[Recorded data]
::::::::
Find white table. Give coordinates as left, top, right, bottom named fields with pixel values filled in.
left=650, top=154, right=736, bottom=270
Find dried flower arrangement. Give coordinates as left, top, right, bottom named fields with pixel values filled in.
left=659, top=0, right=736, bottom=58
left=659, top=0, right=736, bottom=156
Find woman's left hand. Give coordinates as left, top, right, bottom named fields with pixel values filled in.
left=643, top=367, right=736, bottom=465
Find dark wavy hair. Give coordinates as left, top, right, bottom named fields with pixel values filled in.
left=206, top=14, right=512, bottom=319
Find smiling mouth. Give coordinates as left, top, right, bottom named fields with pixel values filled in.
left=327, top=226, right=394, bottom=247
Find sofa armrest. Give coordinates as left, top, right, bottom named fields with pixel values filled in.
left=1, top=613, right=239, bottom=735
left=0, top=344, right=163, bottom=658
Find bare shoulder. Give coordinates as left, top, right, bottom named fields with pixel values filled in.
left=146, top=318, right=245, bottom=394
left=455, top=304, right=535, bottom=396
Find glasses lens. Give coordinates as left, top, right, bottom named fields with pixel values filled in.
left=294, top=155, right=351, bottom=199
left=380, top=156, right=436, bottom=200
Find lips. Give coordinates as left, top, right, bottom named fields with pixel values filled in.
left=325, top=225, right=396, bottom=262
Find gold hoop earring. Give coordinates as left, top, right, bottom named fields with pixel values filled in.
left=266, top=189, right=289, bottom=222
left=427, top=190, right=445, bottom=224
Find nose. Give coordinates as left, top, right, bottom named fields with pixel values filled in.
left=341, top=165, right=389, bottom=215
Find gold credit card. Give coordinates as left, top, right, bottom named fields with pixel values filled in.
::::::::
_Exercise prompt:_ Write every entry out again exactly.

_Result of the task:_
Find white table. Give coordinates as left, top, right, bottom named fields with pixel values filled in.
left=650, top=154, right=736, bottom=270
Find dried flower arrangement. Give coordinates as left, top, right, bottom named fields with pixel values filled in.
left=659, top=0, right=736, bottom=58
left=659, top=0, right=736, bottom=156
Find woman's left hand. Give coordinates as left, top, right, bottom named fields with pixel values filled in.
left=643, top=367, right=736, bottom=465
Find dark wavy hair. Give coordinates as left, top, right, bottom named fields with pixel values filled in.
left=206, top=14, right=512, bottom=319
Find smiling mouth. Give coordinates as left, top, right, bottom named fields with pixel values filled in.
left=327, top=226, right=394, bottom=247
Find sofa armrest. Give coordinates as left, top, right, bottom named fields with pixel values filled in.
left=1, top=613, right=239, bottom=735
left=0, top=344, right=163, bottom=658
Find bare shoulder. Give coordinates as left, top, right, bottom named fields with pixel values filled in.
left=146, top=318, right=245, bottom=394
left=455, top=304, right=535, bottom=396
Find glasses lens. Give coordinates as left, top, right, bottom named fields with pixel values filled in.
left=294, top=155, right=351, bottom=199
left=380, top=156, right=436, bottom=200
Find lips. Give coordinates as left, top, right, bottom named fields with pixel values filled in.
left=325, top=225, right=396, bottom=262
Find gold hoop earring. Give coordinates as left, top, right, bottom named fields with pixel values filled in.
left=266, top=189, right=289, bottom=222
left=427, top=190, right=445, bottom=224
Find nose. Give coordinates as left, top, right, bottom named fields with pixel values filled in.
left=341, top=165, right=389, bottom=215
Find gold credit card. Give coordinates as left, top, right, bottom named fields with pixel values filled in.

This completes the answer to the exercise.